> YOUR OBJECTIVE:
Format every line of the data below as a numbered list, omitting blank lines.

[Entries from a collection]

==================================================

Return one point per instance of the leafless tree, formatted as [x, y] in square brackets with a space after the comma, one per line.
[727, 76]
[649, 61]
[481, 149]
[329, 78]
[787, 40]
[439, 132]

==================================================

> SOLUTION:
1. Return one point per instance of the leafless tree, formatted as [x, y] in square brackets with a space after the comma, one per line.
2. [727, 76]
3. [649, 61]
4. [481, 149]
5. [329, 78]
6. [787, 40]
7. [439, 132]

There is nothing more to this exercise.